**TEXT PROVIDED**.

»»

# Quad in a truck



## CGA97 (Aug 7, 2001)

I see so many people with their quad in the bed of the truck...some fit with the tailgate open, some closed. I can't get the tailgate of my shortbed truck closed with the Sportsman in the back. Soooo, what would be the best way to tie it down in the back? I was playing with some ratchet straps, but it would take at least 4 of them and I wasn't happy with the hook up points as well as the angle between the quad and the tie down points. I want something that is quick and easy as well as secure. I will give up a little time to make it secure, if that means the quad won't move in the bed. 

What do you do? What have you seen others do? Also, anything I definitely should NOT try??


----------



## plugger (Aug 8, 2001)

Depending on the front rack you sometimes have to put a block, like a six by six,ahead of the quad to keep the front rack from hiting the window of the truck on bumps or stops when the suspension flexs.


----------



## bluedevil (Feb 13, 2003)

Check this product out. It might be what you are looking for.

http://www.sportsmansguide.com/cb/cb.asp?a=183633


----------



## skid (Feb 14, 2003)

I put my Honda Rancher in my short bed with the tailgate closed. But I do put a 4x4 in front of the front wheel, Leave it in gear and use four ratchet straps attached to the racks.


----------



## WALLEYE MIKE (Jan 7, 2001)

When I brought mine home from the dealer, I had mine in gear, parking brake on and 2 straps, one on the rear and one in front. It never moved after a 150 mile trip.


----------



## bigmac (Nov 28, 2000)

Guys...DO NOT PUT YOUR ATV IN GEAR. When you hit the brakes or accelerate it can cause undue clashing and grinding of the gears. Just use park brake and chucks or straps


----------



## JDubya (May 15, 2003)

I back my Rincon onto the bed and place a 2x4 near the tailgate. The back tires protect against the rack breaking the rear window and the 2x4 lifts the front of the quad just enough so it does not rub against the top of the closed tailgate. Leave in drive and engage the parking brake and it doesn't move. On longer trips I use a couple of tie downs.

««

**GOAL A**. In the thread about hauling a quad in a truck, what does bigmac say can happen if the ATV is left in gear?
**GOAL B**. Please copy the stretch of the entries from the line containing "Isolate the kayaker's head" through the line containing "814, 445, 859, 497", leaving out the picture.

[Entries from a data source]

»»

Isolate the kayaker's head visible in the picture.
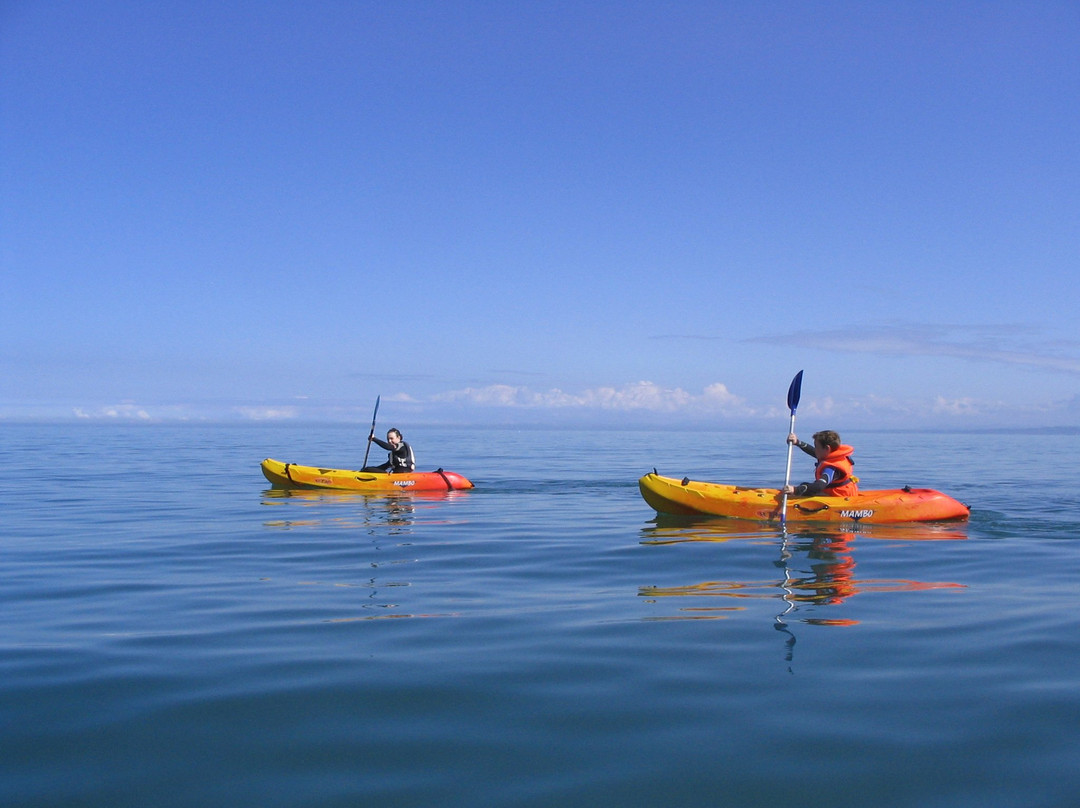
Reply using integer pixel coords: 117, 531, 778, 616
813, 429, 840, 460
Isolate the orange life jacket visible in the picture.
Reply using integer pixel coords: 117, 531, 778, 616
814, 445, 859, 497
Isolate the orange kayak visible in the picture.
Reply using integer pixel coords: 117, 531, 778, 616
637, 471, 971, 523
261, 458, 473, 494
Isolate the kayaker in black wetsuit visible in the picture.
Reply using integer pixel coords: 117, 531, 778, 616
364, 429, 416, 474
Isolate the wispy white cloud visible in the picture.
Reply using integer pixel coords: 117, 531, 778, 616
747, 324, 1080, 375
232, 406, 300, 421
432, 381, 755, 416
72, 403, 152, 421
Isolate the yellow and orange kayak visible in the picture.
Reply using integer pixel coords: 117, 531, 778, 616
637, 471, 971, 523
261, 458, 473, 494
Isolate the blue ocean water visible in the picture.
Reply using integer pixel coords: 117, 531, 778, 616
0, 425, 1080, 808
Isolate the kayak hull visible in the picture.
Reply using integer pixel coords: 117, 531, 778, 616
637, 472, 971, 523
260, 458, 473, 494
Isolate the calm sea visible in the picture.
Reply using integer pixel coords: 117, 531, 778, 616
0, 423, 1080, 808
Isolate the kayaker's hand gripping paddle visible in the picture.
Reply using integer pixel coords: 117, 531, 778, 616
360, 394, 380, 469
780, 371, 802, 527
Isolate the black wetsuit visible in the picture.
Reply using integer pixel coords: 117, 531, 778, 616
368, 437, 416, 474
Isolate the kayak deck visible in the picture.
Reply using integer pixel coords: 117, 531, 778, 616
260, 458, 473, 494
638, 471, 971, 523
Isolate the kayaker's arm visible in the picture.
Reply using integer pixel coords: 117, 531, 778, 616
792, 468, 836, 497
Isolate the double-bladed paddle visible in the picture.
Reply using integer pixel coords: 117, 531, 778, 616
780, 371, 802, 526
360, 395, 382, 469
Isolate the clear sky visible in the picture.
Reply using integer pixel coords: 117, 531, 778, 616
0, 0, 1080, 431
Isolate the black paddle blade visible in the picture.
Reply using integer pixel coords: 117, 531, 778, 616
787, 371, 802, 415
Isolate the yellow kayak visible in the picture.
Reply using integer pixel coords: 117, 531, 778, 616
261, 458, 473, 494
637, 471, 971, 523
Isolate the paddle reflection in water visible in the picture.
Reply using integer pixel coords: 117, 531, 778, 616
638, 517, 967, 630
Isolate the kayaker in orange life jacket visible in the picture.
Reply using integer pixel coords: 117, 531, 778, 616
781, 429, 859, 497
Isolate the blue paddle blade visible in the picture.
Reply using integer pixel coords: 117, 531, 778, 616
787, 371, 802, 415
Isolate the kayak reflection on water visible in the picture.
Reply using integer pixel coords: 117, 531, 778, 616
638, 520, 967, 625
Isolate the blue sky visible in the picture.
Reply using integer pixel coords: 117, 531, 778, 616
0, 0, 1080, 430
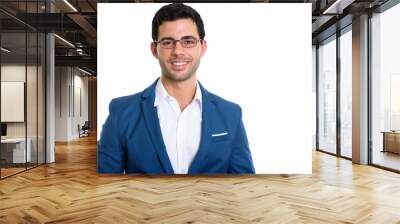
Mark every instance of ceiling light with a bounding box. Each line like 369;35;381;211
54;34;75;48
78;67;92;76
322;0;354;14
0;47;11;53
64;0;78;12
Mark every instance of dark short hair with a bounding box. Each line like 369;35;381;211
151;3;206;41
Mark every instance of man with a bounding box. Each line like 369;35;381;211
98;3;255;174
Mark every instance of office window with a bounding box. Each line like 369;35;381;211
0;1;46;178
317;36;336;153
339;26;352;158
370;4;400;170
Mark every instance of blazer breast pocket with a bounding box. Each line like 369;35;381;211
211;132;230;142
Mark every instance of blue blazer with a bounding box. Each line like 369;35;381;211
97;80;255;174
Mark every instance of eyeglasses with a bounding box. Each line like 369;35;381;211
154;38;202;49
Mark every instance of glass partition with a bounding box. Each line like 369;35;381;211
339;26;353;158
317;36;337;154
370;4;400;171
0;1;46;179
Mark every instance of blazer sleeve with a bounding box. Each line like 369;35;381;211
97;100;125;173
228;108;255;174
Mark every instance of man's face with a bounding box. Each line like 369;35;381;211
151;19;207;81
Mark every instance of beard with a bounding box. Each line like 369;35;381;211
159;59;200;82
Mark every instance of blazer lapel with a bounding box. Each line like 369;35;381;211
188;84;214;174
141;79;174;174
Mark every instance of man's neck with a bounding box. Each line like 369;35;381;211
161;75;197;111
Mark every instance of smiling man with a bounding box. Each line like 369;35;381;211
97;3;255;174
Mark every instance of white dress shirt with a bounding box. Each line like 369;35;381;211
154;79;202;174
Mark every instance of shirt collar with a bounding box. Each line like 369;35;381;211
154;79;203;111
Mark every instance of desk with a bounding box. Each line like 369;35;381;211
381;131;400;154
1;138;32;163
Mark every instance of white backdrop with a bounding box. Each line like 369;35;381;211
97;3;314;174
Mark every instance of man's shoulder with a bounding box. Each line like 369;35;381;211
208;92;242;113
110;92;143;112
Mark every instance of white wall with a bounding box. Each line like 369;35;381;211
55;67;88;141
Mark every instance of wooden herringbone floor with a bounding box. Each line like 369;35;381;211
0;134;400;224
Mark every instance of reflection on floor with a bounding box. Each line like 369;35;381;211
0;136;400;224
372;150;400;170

««
»»

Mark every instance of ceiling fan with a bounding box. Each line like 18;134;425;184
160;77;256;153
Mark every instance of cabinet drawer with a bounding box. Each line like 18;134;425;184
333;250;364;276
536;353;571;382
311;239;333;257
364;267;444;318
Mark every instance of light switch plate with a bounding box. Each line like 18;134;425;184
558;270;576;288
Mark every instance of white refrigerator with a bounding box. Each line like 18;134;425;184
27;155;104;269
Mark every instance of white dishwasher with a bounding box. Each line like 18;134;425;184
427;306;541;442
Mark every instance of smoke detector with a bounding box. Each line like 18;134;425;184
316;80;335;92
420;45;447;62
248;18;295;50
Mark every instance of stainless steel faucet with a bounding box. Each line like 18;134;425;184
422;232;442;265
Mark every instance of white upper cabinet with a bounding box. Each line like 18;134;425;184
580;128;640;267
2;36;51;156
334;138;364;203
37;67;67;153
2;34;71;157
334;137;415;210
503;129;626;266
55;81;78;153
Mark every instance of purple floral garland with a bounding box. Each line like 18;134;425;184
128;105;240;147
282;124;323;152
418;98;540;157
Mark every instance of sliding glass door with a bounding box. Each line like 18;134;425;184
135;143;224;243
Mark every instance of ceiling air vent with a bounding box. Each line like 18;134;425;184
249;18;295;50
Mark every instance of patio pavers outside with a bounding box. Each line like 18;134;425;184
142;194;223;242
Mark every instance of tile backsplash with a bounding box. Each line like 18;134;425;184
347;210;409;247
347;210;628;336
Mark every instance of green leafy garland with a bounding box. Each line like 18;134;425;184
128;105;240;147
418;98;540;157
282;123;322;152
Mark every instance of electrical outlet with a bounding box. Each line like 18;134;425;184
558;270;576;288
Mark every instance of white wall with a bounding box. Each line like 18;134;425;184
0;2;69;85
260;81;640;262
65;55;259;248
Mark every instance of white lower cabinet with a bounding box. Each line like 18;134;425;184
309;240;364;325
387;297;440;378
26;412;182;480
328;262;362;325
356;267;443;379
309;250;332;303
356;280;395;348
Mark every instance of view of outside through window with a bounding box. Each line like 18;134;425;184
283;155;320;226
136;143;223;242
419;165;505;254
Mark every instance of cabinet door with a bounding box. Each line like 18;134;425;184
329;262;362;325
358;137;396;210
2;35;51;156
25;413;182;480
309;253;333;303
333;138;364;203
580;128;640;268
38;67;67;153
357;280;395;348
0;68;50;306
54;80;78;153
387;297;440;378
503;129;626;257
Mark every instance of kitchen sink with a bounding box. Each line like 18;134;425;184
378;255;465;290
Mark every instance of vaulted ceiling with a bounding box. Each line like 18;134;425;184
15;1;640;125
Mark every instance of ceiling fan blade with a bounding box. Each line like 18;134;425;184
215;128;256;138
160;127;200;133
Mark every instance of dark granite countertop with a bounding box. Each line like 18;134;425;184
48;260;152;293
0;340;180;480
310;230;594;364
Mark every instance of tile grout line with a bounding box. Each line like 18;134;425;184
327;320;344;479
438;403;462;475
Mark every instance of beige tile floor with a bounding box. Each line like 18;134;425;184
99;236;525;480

««
»»

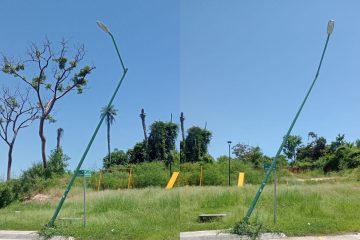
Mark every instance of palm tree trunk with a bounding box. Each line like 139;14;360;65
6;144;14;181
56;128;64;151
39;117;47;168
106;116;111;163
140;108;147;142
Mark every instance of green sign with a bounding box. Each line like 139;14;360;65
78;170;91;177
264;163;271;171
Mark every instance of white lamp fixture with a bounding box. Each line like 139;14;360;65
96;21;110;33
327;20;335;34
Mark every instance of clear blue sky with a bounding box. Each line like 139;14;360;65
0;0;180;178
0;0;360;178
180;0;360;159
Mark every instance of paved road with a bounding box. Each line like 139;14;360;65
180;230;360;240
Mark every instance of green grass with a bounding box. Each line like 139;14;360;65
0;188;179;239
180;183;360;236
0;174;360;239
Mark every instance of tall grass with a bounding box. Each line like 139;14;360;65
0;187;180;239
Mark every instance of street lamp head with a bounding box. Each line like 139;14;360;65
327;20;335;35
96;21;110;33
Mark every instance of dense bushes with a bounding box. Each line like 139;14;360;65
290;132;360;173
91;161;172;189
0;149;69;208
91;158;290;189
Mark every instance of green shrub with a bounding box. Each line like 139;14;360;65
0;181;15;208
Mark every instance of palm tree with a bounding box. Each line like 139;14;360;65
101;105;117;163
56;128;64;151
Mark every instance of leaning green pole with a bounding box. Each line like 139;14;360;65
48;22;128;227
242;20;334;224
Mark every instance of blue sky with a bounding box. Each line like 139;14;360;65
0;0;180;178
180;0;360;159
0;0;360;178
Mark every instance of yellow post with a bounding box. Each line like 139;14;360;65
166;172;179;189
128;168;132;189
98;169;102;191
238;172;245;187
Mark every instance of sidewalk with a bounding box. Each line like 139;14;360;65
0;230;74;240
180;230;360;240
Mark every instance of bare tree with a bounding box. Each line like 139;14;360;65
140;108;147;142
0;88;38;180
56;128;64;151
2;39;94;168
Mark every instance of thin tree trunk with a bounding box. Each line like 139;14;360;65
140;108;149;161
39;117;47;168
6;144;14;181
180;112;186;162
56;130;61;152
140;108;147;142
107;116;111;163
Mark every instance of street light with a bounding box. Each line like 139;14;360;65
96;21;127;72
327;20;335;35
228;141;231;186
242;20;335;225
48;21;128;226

««

**EXPECTED ANSWER A**. When you hit the brakes or accelerate, it can cause undue clashing and grinding of the gears.

**EXPECTED ANSWER B**.
Isolate the kayaker's head visible in the picture.
Reply using integer pixel coords: 117, 531, 778, 616
813, 429, 840, 460
Isolate the orange life jacket visible in the picture.
Reply using integer pixel coords: 117, 531, 778, 616
814, 445, 859, 497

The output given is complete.